== 課題の内容 ==
(a) 蚊が媒介する感染症の文章によると、近年ジカウイルス感染症が流行しているのはどの地域か。
(b) 蚊が媒介する感染症の文章を、最後の文のあとから書き継ぐ。

[抜粋文]

(2019/03/01更新)
蚊が媒介する感染症は、ウイルスなどの病原体を保有する蚊に刺されることによって起こる感染症です。世界的に多く発生しており、特に熱帯・亜熱帯地域で広く流行しています。主な感染症には、デング熱、ジカウイルス感染症、チクングニア熱、日本脳炎、マラリア、ウエストナイル熱などがあります。近年では、中南米、アフリカ、東南アジアなどでジカウイルス感染症が流行しており、妊娠中に感染すると、胎児に小頭症等の先天性障害を来すことがあるため、特に妊婦及び妊娠の可能性のある方はご注意ください。また、性行為により、男性から女性パートナーへ感染した事例が報告されています。流行地域から帰国した男女は、症状の有無にかかわらず、少なくとも6ヶ月、パートナーが妊婦の場合は妊娠期間中、性行為の際にコンドームを使用するか性行為を控えることを推奨します。

[/抜粋文]
[提供資料]

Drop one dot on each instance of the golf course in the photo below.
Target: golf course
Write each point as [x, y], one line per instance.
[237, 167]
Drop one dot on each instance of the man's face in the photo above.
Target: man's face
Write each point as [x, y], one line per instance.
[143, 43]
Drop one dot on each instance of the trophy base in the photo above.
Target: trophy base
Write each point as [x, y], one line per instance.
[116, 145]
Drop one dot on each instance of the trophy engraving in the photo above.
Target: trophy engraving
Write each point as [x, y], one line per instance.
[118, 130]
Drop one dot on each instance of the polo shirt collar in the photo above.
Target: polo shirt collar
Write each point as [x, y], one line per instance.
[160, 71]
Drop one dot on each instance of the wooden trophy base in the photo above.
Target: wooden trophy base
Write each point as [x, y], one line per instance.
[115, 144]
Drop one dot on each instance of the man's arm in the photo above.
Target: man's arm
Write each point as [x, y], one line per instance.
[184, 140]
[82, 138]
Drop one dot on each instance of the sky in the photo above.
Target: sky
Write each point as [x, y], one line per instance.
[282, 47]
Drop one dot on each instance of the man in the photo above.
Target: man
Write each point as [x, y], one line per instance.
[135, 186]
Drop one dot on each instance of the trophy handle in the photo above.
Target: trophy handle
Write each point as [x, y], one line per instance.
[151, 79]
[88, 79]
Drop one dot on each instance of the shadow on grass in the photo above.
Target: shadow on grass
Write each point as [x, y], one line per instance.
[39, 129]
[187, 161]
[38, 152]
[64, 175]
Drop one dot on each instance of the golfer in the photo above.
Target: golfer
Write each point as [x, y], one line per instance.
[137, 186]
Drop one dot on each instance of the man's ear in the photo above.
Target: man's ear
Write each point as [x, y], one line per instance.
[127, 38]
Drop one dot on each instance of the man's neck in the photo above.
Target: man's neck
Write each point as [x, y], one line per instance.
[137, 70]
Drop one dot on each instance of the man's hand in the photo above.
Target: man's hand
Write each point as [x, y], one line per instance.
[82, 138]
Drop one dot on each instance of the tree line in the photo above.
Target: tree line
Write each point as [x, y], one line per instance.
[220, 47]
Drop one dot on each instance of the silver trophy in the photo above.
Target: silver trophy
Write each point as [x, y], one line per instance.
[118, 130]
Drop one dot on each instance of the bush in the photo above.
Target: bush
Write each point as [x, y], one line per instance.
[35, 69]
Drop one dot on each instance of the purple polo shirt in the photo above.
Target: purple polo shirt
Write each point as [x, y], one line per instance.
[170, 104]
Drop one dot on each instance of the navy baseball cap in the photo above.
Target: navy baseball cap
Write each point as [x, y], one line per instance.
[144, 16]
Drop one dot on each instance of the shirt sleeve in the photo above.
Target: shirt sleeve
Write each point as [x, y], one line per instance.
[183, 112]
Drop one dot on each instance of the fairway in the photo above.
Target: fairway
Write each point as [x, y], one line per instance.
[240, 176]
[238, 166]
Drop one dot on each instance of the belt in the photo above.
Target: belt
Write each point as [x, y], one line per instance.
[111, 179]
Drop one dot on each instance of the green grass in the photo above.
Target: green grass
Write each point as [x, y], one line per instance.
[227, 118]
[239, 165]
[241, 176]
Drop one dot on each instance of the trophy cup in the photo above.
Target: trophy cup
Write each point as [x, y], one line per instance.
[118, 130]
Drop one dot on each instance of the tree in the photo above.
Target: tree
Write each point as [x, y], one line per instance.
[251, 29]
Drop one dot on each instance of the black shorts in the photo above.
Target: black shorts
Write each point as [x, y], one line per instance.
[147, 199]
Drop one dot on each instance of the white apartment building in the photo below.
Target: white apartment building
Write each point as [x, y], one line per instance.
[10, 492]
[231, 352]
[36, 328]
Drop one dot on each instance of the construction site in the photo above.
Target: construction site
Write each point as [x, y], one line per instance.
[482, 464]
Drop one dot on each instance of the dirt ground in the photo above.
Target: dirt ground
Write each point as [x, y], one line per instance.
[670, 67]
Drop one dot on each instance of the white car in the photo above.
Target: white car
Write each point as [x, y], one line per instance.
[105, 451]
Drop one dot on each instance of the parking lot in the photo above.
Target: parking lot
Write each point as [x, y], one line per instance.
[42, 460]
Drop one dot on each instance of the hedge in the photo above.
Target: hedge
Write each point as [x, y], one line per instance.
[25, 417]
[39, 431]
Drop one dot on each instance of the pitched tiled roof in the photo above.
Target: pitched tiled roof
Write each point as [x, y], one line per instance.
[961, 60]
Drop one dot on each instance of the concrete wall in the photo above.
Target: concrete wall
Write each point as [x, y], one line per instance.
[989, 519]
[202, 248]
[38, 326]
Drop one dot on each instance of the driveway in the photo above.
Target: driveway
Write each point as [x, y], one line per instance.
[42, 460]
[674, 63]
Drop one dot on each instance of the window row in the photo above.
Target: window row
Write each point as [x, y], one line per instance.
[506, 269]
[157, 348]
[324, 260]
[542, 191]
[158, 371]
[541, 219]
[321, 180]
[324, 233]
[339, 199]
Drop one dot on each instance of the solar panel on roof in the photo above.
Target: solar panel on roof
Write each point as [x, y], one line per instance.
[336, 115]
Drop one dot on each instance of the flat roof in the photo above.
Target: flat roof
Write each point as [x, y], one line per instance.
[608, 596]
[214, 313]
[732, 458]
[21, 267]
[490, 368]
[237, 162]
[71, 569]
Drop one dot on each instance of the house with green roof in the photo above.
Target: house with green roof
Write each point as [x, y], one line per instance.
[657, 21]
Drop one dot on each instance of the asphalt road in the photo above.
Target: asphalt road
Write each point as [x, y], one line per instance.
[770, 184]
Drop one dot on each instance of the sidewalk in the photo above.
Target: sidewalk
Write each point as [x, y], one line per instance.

[/提供資料]

== 解答 ==
(a) 中南米、アフリカ、東南アジアなど。

(b)
日本では、海外渡航などの増加により、海外で感染し、帰国後発症する輸入症例が増加しており、2016年には、海外からの帰国者がデング出血熱を発症し、死亡する事例が発生しました。また、2014年には、デング熱の国内感染例が報告されています。
デングウイルスやジカウイルスを媒介するヒトスジシマカは、越冬できないため、ウイルスの国内への定着はないと考えられますが、今後も注意が必要です。
日本脳炎は、不活化ワクチンによる予防接種、マラリアは医師の処方による予防内服が有効ですが、デング熱、ジカウイルス感染症、チクングニア熱、ウエストナイル熱には、ワクチンも予防薬もありません。
感染を防ぐためには、媒介する蚊に刺されないこと、蚊の発生を抑えることが重要です。